◆ Your task:
Pick out every line in the records below that contains the word "door", and copy each of those lines.

····················

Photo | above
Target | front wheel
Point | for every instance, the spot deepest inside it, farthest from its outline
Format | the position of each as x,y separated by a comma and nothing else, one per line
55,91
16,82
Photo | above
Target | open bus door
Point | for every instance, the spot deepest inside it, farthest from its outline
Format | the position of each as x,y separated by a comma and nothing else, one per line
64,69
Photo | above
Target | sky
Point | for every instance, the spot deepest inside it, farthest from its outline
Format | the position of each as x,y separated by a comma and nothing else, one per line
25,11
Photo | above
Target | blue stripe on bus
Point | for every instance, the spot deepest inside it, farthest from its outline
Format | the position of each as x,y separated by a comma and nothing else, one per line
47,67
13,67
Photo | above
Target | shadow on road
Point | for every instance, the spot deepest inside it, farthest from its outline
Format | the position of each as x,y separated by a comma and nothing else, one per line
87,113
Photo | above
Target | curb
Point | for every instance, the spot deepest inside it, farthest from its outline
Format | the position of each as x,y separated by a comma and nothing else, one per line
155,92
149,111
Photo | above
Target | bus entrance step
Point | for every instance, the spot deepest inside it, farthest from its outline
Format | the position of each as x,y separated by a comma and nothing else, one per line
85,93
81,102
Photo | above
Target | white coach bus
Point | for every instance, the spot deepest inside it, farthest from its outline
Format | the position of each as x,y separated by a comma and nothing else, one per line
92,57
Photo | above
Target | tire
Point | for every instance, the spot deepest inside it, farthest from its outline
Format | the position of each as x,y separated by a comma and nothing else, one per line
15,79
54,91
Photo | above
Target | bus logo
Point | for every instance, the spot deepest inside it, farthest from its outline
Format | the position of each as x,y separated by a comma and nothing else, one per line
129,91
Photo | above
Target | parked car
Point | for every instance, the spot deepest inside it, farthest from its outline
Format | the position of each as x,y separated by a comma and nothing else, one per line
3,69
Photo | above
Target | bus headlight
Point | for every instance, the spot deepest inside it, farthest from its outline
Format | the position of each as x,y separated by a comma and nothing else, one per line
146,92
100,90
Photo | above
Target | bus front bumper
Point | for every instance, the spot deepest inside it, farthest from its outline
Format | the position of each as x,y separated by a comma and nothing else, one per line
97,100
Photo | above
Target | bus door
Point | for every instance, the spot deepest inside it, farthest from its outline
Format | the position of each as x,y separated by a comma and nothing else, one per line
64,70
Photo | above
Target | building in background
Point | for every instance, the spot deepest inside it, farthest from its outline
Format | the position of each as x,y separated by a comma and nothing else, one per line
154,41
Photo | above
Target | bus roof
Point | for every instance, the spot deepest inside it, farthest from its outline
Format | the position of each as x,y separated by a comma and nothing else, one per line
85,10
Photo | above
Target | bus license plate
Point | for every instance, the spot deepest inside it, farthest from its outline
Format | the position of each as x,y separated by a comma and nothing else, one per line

····················

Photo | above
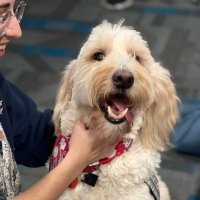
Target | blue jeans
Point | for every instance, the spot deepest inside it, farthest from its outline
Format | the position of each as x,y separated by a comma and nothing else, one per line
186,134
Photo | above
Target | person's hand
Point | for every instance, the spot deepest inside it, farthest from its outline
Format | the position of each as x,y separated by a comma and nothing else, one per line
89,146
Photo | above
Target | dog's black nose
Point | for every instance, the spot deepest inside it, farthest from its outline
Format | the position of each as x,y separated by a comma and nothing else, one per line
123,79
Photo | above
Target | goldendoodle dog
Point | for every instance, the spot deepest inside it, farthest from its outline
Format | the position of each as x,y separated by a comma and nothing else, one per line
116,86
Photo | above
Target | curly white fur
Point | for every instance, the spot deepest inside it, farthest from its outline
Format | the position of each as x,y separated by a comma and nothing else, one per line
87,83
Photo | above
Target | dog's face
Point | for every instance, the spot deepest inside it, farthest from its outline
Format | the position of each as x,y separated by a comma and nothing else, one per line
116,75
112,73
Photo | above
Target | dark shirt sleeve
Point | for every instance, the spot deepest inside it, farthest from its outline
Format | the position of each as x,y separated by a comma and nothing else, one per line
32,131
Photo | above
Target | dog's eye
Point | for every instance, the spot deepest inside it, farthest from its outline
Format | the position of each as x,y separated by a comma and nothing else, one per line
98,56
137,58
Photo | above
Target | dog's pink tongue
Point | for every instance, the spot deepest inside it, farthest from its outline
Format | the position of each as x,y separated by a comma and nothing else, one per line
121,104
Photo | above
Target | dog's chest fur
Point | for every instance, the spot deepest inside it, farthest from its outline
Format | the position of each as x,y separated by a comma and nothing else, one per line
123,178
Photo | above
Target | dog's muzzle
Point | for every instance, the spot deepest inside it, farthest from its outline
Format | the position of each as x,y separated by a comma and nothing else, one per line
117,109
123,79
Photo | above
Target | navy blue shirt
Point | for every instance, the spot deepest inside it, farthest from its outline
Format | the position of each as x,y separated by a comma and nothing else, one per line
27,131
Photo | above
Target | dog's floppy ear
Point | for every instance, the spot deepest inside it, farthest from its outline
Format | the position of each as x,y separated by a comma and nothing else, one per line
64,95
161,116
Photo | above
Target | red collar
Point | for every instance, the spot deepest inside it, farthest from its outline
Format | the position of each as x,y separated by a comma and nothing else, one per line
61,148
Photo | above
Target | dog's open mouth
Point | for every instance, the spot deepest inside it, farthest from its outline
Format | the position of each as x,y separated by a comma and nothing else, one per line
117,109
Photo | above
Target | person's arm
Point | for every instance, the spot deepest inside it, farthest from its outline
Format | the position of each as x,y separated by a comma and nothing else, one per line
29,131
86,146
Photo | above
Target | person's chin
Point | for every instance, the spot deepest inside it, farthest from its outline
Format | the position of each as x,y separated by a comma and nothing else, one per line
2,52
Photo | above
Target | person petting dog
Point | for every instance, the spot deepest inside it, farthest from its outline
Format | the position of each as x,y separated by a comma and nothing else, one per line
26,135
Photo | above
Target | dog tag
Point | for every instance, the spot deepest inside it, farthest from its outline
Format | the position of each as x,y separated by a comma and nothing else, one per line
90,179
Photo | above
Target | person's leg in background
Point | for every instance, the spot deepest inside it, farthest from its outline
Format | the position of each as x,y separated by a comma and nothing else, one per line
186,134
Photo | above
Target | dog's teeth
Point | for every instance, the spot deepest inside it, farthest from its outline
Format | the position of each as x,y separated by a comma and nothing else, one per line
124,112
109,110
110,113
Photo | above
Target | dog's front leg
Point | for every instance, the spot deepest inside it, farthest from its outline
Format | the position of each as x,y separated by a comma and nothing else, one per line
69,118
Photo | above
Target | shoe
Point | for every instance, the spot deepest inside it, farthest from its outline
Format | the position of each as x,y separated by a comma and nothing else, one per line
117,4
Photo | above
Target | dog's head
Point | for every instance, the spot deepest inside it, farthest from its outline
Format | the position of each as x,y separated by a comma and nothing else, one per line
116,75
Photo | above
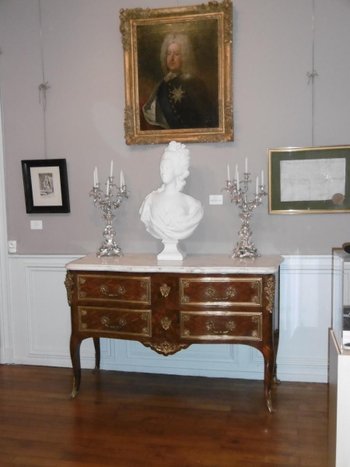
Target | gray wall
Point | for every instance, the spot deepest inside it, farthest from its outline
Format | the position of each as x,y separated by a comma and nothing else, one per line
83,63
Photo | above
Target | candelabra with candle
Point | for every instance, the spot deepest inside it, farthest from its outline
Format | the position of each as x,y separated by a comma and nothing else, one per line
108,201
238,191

····················

◆ Solution to this exercise:
Target | open bus door
Target | bus door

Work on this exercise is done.